• _WORK TO BE COMPLETED_
Nothing but the lines from the start of the records below through the line that has "272, row 226." should appear, each exactly as given.

• _GIVEN DATA_
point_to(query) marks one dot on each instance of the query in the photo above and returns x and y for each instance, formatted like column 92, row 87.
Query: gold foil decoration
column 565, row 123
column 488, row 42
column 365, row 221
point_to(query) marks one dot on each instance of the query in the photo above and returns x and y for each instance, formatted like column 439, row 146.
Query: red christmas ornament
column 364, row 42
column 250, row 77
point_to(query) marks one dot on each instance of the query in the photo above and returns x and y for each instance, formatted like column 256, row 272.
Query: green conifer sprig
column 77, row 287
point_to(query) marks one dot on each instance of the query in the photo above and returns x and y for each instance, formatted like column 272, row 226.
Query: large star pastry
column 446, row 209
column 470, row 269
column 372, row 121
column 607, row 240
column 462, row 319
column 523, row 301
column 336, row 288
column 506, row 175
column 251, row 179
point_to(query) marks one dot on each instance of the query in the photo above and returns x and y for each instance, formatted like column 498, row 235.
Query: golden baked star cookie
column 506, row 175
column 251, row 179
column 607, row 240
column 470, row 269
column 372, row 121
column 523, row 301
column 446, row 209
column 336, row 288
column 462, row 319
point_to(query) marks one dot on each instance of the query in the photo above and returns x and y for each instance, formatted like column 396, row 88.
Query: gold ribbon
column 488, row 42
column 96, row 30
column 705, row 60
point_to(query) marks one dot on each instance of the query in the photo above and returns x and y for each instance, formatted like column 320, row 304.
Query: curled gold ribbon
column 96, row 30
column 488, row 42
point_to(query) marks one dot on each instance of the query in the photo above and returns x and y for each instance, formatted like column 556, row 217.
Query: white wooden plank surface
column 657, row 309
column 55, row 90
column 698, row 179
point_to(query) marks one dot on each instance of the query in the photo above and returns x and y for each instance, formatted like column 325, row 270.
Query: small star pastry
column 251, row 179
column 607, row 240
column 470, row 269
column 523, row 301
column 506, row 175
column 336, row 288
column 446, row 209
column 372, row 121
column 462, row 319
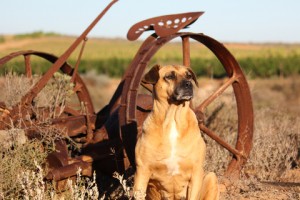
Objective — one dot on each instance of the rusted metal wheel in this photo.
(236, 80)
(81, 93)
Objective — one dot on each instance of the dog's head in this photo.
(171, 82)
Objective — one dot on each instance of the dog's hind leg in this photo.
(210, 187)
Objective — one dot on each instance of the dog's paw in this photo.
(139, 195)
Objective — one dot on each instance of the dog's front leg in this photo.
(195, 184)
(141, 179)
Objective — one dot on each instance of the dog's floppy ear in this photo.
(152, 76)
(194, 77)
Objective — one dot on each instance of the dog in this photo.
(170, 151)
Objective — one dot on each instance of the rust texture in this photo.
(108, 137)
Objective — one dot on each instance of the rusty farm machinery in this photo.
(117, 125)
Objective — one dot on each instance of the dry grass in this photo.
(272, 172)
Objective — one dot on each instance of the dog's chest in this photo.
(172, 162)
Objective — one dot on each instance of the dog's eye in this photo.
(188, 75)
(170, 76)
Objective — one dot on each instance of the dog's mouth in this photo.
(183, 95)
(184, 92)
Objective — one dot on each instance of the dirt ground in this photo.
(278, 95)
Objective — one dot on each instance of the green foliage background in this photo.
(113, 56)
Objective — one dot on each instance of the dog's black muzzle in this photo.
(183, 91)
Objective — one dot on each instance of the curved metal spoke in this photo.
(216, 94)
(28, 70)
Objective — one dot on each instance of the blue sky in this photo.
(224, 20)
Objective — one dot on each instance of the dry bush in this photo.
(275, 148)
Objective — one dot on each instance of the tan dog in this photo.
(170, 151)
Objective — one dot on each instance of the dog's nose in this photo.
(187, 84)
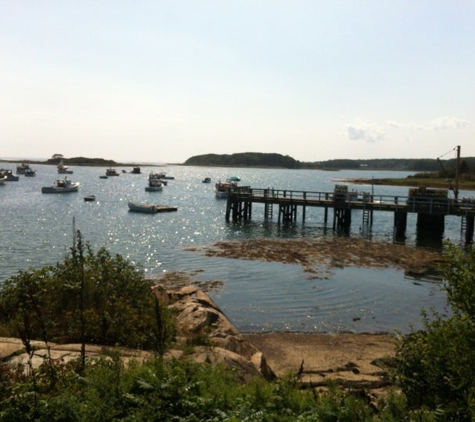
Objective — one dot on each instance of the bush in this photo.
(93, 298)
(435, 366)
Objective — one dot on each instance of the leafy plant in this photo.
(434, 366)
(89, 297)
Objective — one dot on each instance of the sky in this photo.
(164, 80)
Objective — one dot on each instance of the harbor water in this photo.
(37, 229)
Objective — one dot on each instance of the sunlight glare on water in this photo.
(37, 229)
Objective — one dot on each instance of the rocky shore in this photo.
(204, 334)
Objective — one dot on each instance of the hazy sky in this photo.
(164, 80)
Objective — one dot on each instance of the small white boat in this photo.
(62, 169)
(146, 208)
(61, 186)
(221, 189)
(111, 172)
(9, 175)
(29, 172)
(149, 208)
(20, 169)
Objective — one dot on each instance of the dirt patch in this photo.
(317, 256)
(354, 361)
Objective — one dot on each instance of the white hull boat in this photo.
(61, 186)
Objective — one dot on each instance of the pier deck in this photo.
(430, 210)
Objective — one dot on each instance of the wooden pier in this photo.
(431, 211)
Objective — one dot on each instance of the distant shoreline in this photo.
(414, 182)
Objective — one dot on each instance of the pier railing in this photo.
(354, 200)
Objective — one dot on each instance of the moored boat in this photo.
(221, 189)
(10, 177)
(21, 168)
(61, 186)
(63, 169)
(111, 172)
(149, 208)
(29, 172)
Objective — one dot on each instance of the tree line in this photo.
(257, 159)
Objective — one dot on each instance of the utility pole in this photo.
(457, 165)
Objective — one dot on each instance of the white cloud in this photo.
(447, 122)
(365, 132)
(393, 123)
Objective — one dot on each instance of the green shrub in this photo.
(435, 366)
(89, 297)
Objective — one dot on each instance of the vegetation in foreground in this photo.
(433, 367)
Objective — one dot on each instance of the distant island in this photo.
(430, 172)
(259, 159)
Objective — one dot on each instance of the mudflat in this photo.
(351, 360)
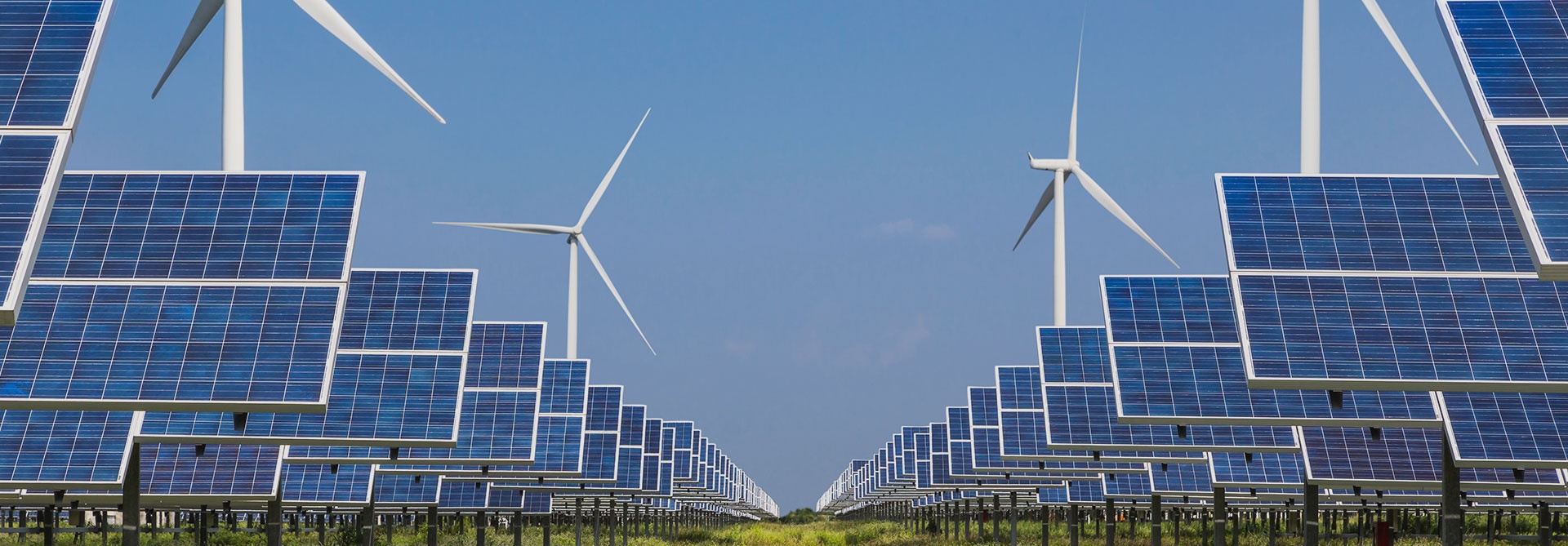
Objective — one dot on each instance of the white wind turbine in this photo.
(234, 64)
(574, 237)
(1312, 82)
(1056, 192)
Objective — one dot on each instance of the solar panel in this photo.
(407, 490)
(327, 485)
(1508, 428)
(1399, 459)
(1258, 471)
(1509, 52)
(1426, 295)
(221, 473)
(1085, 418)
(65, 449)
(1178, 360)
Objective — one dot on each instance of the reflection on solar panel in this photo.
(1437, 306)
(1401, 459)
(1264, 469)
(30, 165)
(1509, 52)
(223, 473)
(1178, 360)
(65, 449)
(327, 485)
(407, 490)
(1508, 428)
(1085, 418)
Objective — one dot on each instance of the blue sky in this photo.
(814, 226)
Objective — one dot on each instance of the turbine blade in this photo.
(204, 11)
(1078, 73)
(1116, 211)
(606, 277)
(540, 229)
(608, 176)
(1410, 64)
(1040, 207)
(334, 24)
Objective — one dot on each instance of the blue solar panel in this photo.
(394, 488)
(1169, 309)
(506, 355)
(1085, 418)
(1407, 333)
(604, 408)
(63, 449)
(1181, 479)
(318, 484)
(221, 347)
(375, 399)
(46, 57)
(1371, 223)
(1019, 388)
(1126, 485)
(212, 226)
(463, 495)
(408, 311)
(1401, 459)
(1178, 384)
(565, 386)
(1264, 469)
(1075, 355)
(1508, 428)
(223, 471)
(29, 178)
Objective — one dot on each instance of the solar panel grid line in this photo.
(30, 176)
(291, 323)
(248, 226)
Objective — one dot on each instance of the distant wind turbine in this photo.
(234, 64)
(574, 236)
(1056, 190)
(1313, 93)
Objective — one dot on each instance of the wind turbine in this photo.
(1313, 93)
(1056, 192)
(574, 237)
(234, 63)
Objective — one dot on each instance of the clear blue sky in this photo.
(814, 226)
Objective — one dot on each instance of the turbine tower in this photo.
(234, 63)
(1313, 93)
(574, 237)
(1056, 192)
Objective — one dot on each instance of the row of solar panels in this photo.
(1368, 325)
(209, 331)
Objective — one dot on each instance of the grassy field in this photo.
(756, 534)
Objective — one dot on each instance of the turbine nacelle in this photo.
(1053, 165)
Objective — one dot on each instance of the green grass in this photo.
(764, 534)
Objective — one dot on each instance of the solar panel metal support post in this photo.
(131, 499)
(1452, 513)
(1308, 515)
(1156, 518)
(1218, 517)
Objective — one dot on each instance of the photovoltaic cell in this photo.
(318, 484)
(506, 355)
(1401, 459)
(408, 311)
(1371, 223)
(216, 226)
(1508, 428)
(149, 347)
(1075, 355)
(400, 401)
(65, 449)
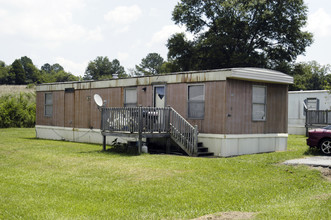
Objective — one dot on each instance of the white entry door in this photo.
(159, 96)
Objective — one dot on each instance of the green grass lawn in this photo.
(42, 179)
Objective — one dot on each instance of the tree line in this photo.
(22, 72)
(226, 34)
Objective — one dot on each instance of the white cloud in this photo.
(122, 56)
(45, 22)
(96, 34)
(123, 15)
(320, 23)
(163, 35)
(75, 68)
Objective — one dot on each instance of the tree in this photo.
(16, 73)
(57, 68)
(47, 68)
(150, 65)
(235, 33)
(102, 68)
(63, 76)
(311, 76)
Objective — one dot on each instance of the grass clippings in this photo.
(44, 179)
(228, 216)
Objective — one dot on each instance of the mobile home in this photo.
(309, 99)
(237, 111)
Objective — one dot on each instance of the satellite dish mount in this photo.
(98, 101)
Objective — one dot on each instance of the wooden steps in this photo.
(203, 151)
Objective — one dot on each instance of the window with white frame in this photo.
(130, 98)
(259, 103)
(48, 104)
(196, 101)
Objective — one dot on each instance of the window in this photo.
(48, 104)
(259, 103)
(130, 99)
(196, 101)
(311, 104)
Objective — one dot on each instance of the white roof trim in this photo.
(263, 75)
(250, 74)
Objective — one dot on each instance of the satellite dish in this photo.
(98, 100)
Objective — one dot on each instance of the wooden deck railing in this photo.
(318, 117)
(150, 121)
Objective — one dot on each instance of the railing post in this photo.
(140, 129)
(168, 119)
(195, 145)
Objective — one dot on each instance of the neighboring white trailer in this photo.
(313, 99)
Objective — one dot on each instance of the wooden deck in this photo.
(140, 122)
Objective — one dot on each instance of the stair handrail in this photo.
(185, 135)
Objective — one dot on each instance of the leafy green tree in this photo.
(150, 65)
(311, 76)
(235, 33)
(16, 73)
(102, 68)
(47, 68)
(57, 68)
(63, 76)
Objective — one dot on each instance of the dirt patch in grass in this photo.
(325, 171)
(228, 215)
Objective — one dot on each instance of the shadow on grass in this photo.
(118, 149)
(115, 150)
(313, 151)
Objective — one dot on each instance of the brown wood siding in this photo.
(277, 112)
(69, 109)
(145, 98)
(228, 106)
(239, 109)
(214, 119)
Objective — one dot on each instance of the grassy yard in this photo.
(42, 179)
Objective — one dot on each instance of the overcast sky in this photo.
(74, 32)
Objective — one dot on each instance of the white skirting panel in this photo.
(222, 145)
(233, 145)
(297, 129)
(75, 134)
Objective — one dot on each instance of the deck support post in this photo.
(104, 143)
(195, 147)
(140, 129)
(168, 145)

• _EXERCISE ANSWER_
point_to(query) marks one dot on each instance of the query in the photo above and returns x and y for each instance, formatted like column 92, row 87.
Query: gold foil decoration
column 565, row 123
column 488, row 42
column 365, row 221
point_to(query) marks one dot on each instance of the query in the photo above and returns x and y for each instance, formatted like column 439, row 146.
Query: red christmas ornament
column 364, row 42
column 250, row 77
point_to(query) marks one dot on each instance of the query in the photo above and returns x and y for each instance, formatted like column 256, row 272.
Query: green conifer sprig
column 77, row 287
point_to(query) marks one dot on each instance of the query in the photo above and returns x and y for each instance, formatted like column 272, row 226.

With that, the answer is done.